Reproduce word for word the part of the listing below that starts with the line containing "Return the segmentation of every instance of the moss as" and ends with the line containing "289), (363, 310)]]", including both of those lines.

-------- EXERCISE DATA --------

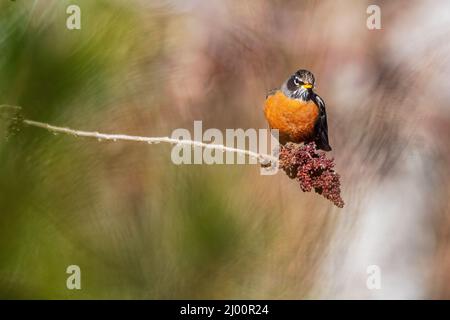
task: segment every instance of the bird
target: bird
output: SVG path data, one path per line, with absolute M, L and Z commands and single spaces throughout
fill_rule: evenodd
M 300 69 L 267 94 L 264 115 L 269 127 L 279 130 L 280 144 L 315 142 L 318 149 L 331 151 L 325 102 L 314 86 L 312 72 Z

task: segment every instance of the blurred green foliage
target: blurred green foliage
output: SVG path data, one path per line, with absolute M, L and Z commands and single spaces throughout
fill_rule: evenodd
M 65 27 L 69 3 L 82 7 L 81 30 Z M 114 101 L 133 99 L 120 84 L 139 41 L 130 33 L 145 34 L 135 10 L 1 1 L 0 104 L 50 123 L 106 119 Z M 276 226 L 258 199 L 223 192 L 245 169 L 175 167 L 168 148 L 151 159 L 147 148 L 26 127 L 1 137 L 0 298 L 250 297 L 239 288 L 254 281 L 244 275 Z M 66 289 L 71 264 L 81 267 L 80 291 Z

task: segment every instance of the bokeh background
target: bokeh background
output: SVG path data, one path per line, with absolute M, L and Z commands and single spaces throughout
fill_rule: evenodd
M 0 1 L 0 104 L 37 121 L 266 128 L 266 92 L 299 68 L 327 103 L 344 209 L 256 165 L 1 123 L 0 297 L 450 298 L 448 1 Z

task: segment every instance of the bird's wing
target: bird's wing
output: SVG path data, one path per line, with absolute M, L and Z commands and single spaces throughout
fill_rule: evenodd
M 317 94 L 314 94 L 313 100 L 319 107 L 319 117 L 317 118 L 316 124 L 314 126 L 314 142 L 319 149 L 322 149 L 324 151 L 331 151 L 330 144 L 328 143 L 328 124 L 325 102 Z

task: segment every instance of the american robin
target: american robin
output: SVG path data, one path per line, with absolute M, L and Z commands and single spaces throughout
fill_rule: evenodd
M 270 128 L 279 130 L 281 144 L 314 141 L 319 149 L 331 151 L 325 102 L 313 91 L 314 82 L 310 71 L 298 70 L 268 94 L 264 115 Z

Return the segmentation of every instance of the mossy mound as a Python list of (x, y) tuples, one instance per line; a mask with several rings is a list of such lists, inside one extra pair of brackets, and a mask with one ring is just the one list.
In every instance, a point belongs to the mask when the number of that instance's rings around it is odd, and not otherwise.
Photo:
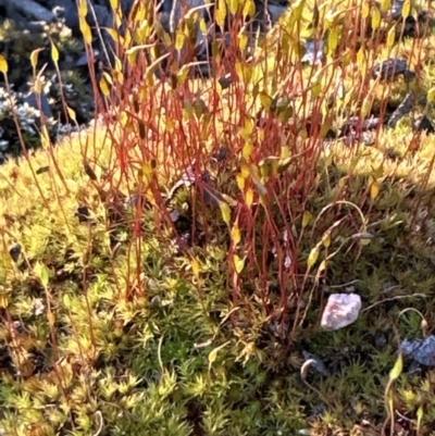
[[(363, 55), (311, 78), (259, 58), (225, 89), (146, 74), (2, 166), (0, 429), (431, 435), (433, 374), (398, 351), (435, 325), (435, 138), (412, 114), (372, 146), (335, 132), (410, 89), (433, 117), (432, 61), (358, 88)], [(326, 332), (336, 291), (363, 307)]]

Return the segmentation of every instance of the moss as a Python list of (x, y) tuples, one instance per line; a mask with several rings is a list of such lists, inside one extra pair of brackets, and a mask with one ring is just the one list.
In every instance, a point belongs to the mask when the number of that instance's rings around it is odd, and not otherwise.
[[(285, 100), (293, 66), (262, 55), (234, 95), (147, 76), (110, 123), (1, 167), (7, 434), (382, 434), (389, 395), (397, 425), (430, 434), (433, 375), (398, 371), (397, 350), (435, 322), (434, 136), (403, 120), (372, 146), (325, 138), (366, 109), (357, 68), (348, 100), (316, 88), (333, 68)], [(407, 85), (371, 86), (382, 105)], [(325, 332), (337, 289), (363, 310)]]

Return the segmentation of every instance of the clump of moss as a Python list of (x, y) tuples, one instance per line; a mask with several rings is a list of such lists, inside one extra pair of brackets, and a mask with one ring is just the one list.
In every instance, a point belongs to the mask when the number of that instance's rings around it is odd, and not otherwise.
[[(121, 63), (104, 75), (116, 105), (100, 122), (1, 169), (0, 428), (430, 432), (431, 372), (397, 352), (435, 323), (435, 140), (406, 117), (370, 146), (344, 137), (349, 116), (409, 84), (364, 77), (375, 57), (349, 41), (327, 46), (327, 61), (348, 50), (339, 67), (302, 65), (297, 25), (346, 28), (334, 17), (296, 3), (285, 50), (265, 38), (227, 87), (188, 67), (157, 80), (134, 51), (141, 82), (129, 89)], [(141, 29), (134, 43), (148, 47)], [(424, 67), (411, 87), (431, 100)], [(363, 309), (326, 332), (335, 291)]]

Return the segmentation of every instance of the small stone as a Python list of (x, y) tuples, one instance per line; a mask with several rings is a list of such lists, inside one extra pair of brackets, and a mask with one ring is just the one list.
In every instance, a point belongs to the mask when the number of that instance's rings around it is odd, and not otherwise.
[(332, 294), (322, 314), (321, 326), (325, 331), (336, 331), (352, 324), (361, 309), (358, 294)]
[(435, 133), (435, 127), (426, 115), (419, 116), (413, 124), (417, 132), (426, 132), (427, 134)]

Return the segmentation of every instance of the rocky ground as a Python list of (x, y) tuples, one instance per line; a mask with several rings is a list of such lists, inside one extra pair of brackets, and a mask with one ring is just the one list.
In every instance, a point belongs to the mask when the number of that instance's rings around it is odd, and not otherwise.
[[(158, 7), (158, 16), (166, 32), (172, 33), (179, 20), (182, 11), (179, 2), (174, 0), (162, 0)], [(266, 3), (256, 0), (258, 22), (266, 29), (273, 25), (285, 12), (287, 0), (272, 0)], [(120, 5), (124, 16), (132, 9), (134, 0), (121, 0)], [(188, 0), (191, 7), (203, 4), (203, 0)], [(87, 21), (91, 28), (96, 28), (96, 20), (102, 27), (112, 27), (113, 14), (110, 9), (110, 0), (92, 0), (95, 15), (89, 11)], [(390, 20), (401, 20), (403, 2), (396, 0), (388, 11)], [(206, 11), (206, 10), (204, 10)], [(206, 15), (211, 23), (211, 14)], [(206, 13), (206, 12), (204, 12)], [(417, 24), (428, 20), (426, 11), (419, 16), (409, 16), (406, 20), (403, 37), (415, 37)], [(52, 40), (59, 52), (59, 67), (62, 76), (60, 85), (57, 76), (55, 65), (51, 59), (50, 40)], [(204, 43), (206, 42), (206, 43)], [(104, 45), (111, 43), (111, 38), (104, 40)], [(201, 32), (198, 33), (198, 47), (207, 46), (207, 38)], [(324, 41), (321, 41), (324, 43)], [(322, 52), (316, 45), (307, 41), (307, 53), (302, 61), (318, 62)], [(323, 47), (323, 45), (321, 45)], [(38, 103), (37, 96), (32, 91), (35, 72), (32, 67), (29, 57), (34, 50), (44, 49), (38, 54), (36, 74), (40, 75), (44, 84), (41, 101)], [(101, 53), (101, 41), (95, 38), (95, 52)], [(200, 51), (201, 52), (201, 51)], [(95, 115), (94, 96), (88, 72), (88, 60), (82, 43), (76, 0), (0, 0), (0, 53), (7, 58), (9, 63), (9, 83), (12, 85), (11, 95), (5, 91), (4, 82), (0, 77), (0, 162), (10, 155), (20, 155), (22, 145), (16, 134), (16, 125), (13, 120), (13, 107), (20, 119), (24, 140), (27, 147), (37, 148), (40, 139), (38, 126), (40, 125), (40, 112), (46, 117), (47, 126), (53, 141), (59, 135), (67, 133), (77, 126), (67, 124), (64, 116), (61, 96), (76, 113), (78, 126), (87, 126)], [(100, 58), (101, 61), (101, 58)], [(391, 74), (403, 74), (412, 78), (414, 73), (408, 70), (403, 60), (388, 60), (378, 64), (380, 76)], [(201, 70), (201, 73), (207, 74)], [(390, 74), (391, 73), (391, 74)], [(384, 77), (385, 78), (385, 77)], [(387, 77), (388, 78), (388, 77)], [(10, 97), (13, 97), (13, 101)], [(397, 122), (408, 113), (414, 104), (413, 96), (409, 95), (398, 111), (391, 114), (388, 126), (394, 127)], [(40, 110), (40, 111), (39, 111)], [(431, 121), (419, 122), (419, 128), (424, 125), (434, 130)], [(365, 139), (364, 139), (365, 140)], [(370, 138), (366, 139), (371, 141)]]
[[(126, 16), (134, 0), (121, 0), (120, 4)], [(191, 7), (203, 4), (203, 0), (189, 0)], [(113, 14), (109, 0), (91, 1), (95, 15), (89, 10), (87, 21), (96, 28), (96, 20), (101, 27), (112, 27)], [(287, 0), (271, 2), (266, 16), (269, 23), (275, 22), (285, 11)], [(258, 11), (264, 11), (258, 1)], [(174, 30), (182, 14), (179, 2), (163, 0), (158, 5), (161, 23), (166, 32)], [(210, 23), (210, 15), (206, 18)], [(104, 35), (103, 35), (104, 37)], [(50, 39), (60, 52), (59, 66), (62, 74), (62, 85), (59, 84), (57, 70), (51, 59)], [(198, 34), (198, 43), (204, 47), (203, 35)], [(104, 45), (111, 43), (111, 38)], [(29, 62), (34, 50), (44, 49), (38, 54), (36, 73), (40, 73), (44, 83), (40, 105), (38, 98), (32, 91), (34, 71)], [(95, 53), (101, 53), (101, 41), (95, 35)], [(91, 84), (88, 74), (88, 60), (82, 43), (82, 34), (77, 5), (75, 0), (0, 0), (0, 53), (9, 63), (9, 83), (11, 94), (2, 87), (5, 85), (0, 77), (0, 162), (10, 155), (20, 155), (22, 145), (16, 134), (12, 108), (15, 107), (24, 139), (29, 148), (39, 146), (40, 111), (48, 123), (49, 133), (54, 141), (59, 134), (70, 132), (76, 126), (67, 125), (61, 103), (63, 95), (66, 103), (75, 111), (79, 125), (87, 125), (94, 117), (95, 107)], [(98, 58), (97, 58), (98, 59)], [(101, 59), (99, 59), (101, 61)], [(13, 98), (11, 101), (10, 97)], [(39, 111), (40, 110), (40, 111)]]

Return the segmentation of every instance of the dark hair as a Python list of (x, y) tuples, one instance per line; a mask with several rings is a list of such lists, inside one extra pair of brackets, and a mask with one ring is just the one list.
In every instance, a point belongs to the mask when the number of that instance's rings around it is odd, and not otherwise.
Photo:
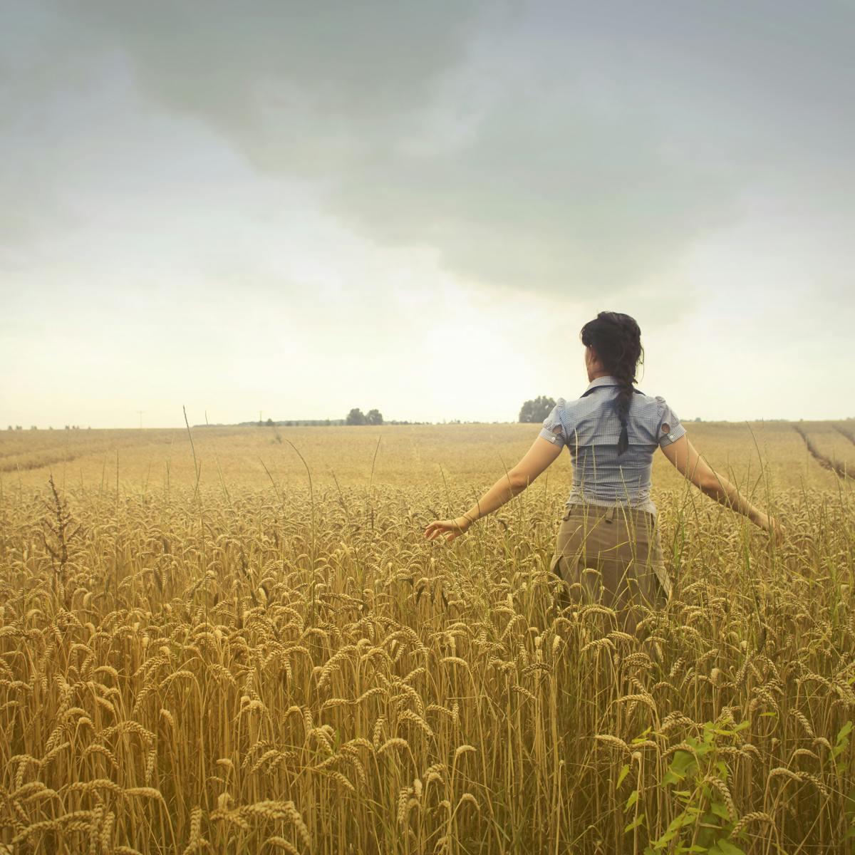
[(600, 312), (593, 321), (588, 321), (579, 333), (582, 344), (593, 349), (603, 367), (613, 374), (620, 384), (617, 396), (617, 417), (621, 420), (621, 435), (617, 440), (617, 453), (629, 447), (627, 416), (633, 398), (635, 369), (644, 362), (641, 330), (634, 318), (620, 312)]

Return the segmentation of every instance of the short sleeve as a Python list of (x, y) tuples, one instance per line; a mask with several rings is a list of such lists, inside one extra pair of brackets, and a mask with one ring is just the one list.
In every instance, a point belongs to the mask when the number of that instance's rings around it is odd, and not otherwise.
[(567, 419), (565, 417), (564, 404), (567, 402), (559, 398), (557, 403), (552, 407), (549, 416), (543, 420), (543, 428), (538, 436), (542, 436), (548, 439), (553, 445), (563, 448), (567, 445)]
[(679, 439), (686, 433), (686, 428), (680, 423), (680, 417), (668, 405), (668, 403), (660, 395), (656, 396), (658, 404), (658, 426), (657, 428), (657, 439), (660, 447), (670, 445), (675, 439)]

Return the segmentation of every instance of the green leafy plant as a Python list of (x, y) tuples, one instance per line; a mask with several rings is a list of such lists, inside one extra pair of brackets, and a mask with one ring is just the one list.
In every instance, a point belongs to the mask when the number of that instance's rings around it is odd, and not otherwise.
[(650, 841), (645, 855), (666, 849), (675, 853), (744, 855), (731, 840), (739, 817), (728, 786), (730, 770), (719, 748), (722, 741), (731, 742), (747, 727), (748, 722), (731, 727), (706, 722), (701, 736), (687, 737), (686, 748), (674, 752), (660, 786), (669, 788), (679, 812), (664, 832)]

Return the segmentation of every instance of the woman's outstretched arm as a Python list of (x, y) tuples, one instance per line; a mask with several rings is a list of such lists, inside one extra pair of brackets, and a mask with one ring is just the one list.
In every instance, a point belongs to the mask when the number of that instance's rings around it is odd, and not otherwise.
[(775, 517), (752, 504), (727, 478), (716, 472), (698, 453), (685, 434), (679, 439), (663, 445), (662, 451), (681, 475), (711, 498), (747, 516), (752, 522), (770, 534), (781, 534), (781, 525)]
[(492, 514), (505, 502), (522, 492), (528, 485), (561, 454), (561, 446), (539, 436), (532, 443), (520, 462), (506, 475), (502, 475), (495, 484), (463, 516), (453, 520), (434, 520), (425, 529), (425, 537), (433, 540), (439, 534), (447, 534), (446, 540), (453, 540), (464, 534), (481, 516)]

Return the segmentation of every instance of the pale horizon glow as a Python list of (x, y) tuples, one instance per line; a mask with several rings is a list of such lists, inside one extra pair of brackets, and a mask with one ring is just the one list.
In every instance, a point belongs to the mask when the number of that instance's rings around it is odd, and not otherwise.
[(4, 19), (0, 429), (514, 421), (604, 309), (683, 419), (855, 416), (850, 4)]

--------

FINISHED ANSWER:
Return the segmentation of every instance of the moss as a Python list of (x, y) tuples, one instance per line; a mask with several rings is a list of such lists, inside one extra pair of brackets, and a mask with one ring is just the one list.
In every instance, a point belongs to the mask when the number of that instance's rings around it is odd, and not otherwise.
[[(285, 100), (293, 66), (262, 55), (234, 95), (147, 76), (110, 123), (1, 167), (7, 434), (382, 434), (389, 395), (397, 425), (430, 434), (433, 375), (398, 371), (397, 350), (435, 322), (434, 136), (403, 120), (372, 146), (325, 138), (366, 109), (357, 68), (348, 100), (316, 88), (333, 68)], [(407, 85), (371, 86), (382, 105)], [(325, 332), (337, 289), (363, 310)]]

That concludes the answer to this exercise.